**ASSIGNED TASK:** Restate all of the data precisely, omitting nothing.

[Data entries]
□ □ □

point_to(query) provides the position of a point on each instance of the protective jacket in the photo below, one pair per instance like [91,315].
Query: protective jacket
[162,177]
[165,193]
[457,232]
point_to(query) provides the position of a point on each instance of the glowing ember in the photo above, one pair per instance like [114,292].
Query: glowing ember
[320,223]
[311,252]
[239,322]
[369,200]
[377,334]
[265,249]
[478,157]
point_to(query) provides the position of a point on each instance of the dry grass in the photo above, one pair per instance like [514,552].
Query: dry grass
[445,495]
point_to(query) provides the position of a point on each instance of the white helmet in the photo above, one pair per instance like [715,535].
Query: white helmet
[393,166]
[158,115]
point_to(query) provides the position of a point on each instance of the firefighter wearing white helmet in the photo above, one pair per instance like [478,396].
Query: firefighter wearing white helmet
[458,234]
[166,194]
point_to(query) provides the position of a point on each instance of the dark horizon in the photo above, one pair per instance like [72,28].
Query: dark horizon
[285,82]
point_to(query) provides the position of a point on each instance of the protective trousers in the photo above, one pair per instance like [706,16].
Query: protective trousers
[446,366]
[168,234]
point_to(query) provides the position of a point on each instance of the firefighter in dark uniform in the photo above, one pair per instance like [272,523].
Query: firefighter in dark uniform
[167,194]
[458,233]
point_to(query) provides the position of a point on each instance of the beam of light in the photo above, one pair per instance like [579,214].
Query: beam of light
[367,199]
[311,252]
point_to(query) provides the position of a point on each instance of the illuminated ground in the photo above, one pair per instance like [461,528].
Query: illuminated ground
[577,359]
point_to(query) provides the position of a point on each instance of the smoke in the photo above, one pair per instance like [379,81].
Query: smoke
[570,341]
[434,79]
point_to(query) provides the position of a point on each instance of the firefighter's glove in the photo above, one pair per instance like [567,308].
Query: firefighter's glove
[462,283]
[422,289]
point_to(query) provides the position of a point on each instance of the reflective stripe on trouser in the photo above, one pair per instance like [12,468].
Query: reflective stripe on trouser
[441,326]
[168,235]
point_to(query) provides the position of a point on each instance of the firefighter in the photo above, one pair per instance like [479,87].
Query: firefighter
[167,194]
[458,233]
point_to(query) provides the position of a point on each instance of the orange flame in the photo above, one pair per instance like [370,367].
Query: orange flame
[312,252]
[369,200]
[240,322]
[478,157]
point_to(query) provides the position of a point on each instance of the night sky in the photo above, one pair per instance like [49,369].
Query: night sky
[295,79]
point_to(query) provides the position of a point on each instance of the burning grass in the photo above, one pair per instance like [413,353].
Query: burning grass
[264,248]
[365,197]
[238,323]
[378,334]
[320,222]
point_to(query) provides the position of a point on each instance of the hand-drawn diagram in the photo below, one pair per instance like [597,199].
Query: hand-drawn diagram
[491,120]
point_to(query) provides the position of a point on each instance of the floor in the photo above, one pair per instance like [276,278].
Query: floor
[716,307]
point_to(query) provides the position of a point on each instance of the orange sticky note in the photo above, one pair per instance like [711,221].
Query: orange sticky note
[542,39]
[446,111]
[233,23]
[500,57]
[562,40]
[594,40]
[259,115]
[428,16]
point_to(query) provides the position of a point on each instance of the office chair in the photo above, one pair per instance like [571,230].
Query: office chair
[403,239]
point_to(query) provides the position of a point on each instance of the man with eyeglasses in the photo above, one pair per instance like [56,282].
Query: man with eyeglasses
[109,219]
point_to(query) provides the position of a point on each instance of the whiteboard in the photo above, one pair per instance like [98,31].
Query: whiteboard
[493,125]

□ □ □

**RESULT:**
point_to(query) provides the position of a point on each instance of the protective jacket in the photo below, one pair per instance like [91,315].
Query: protective jacket
[162,177]
[165,193]
[457,232]
point_to(query) provides the position of a point on each instance of the glowing ember in the photo above, one pair per instance like [114,292].
Query: glowing ember
[320,223]
[311,252]
[239,322]
[369,200]
[377,334]
[265,249]
[478,157]
point_to(query) provides the position of a point on each instance of the dry grass in the photo above, one pair per instance like [514,552].
Query: dry grass
[445,495]
point_to(query) provides the position of a point on each instance of the white helmet in the photo above, one pair per instance like [715,535].
Query: white helmet
[393,166]
[158,115]
point_to(query) provides the position of a point on each instance of the firefighter wearing white helmet in the photo above, one pair per instance like [478,396].
Query: firefighter wearing white helmet
[458,234]
[166,194]
point_to(query) provides the position of a point on each instance of the dark horizon in the photo above, one pair per instance like [72,28].
Query: dark horizon
[285,82]
point_to(query) provides the position of a point on each instance of the protective trousers in the photo above, one pair per instance like [706,16].
Query: protective trousers
[446,366]
[168,234]
point_to(query) provides the position of a point on each instance of the firefighter in dark uniform in the photo above, one pair per instance like [272,523].
Query: firefighter in dark uniform
[167,194]
[458,233]
point_to(query) provides the position of a point on each instance of the beam of light in the photo above, one pair per instance like [579,214].
Query: beam of light
[367,199]
[311,252]
point_to(query) provides the position of a point on each instance of the illuminated ground in the photo above, one pair per instance like [461,528].
Query: illuminated ground
[577,359]
point_to(query) provides the position of a point on each instance of the smoke in the photo above, one pair per instance like [379,81].
Query: smoke
[570,341]
[434,79]
point_to(query) provides the position of a point on each instance of the firefighter's glove in the photo above, one pair per instance like [567,308].
Query: firefighter's glove
[462,283]
[422,289]
point_to(query) provides the position of a point on each instance of the reflective stripe on trouser in the photo above, one pair per instance like [12,468].
Query: reflective stripe on trouser
[441,326]
[168,235]
point_to(query) provides the position of a point on each instance of the firefighter in the photo above, one pair per instance like [479,87].
Query: firefighter
[167,194]
[458,233]
point_to(query) provides the position of a point on each instance of the orange flame in the photo above, one pair per instance like [370,367].
Query: orange flame
[312,252]
[369,200]
[240,322]
[478,157]
point_to(query) provides the position of a point on each instance of the night sky in the photo above, one pair per instance like [49,369].
Query: night sky
[295,79]
point_to(query) provides the position of a point on each instance of the burning grass in the photo above, one pair per instance like [413,353].
Query: burning grass
[264,248]
[365,197]
[238,323]
[378,334]
[320,222]
point_to(query) provides the position of a point on each instance of the hand-drawn diagram in the photo below, one pair per instance like [597,199].
Query: hand-drawn diagram
[491,120]
point_to(query) provides the position of a point on each instance of the floor in the photo above, one pair per instance like [276,278].
Query: floor
[716,307]
point_to(query) provides the position of a point on each instance of the orange sticky note in the photo above, one pair per instance like [711,221].
Query: orange sticky note
[542,39]
[446,111]
[233,23]
[500,57]
[562,40]
[594,40]
[259,115]
[428,16]
point_to(query) provides the position of a point on each instance of the office chair in the photo above, one pair per instance like [571,230].
Query: office chair
[403,239]
point_to(query) provides the position of a point on each instance of the man with eyeglasses in the photo above, one pair per instance like [56,282].
Query: man with eyeglasses
[109,219]
point_to(query) provides the position of a point on each instance of the whiteboard in the photo above, one pair per instance like [98,31].
Query: whiteboard
[493,125]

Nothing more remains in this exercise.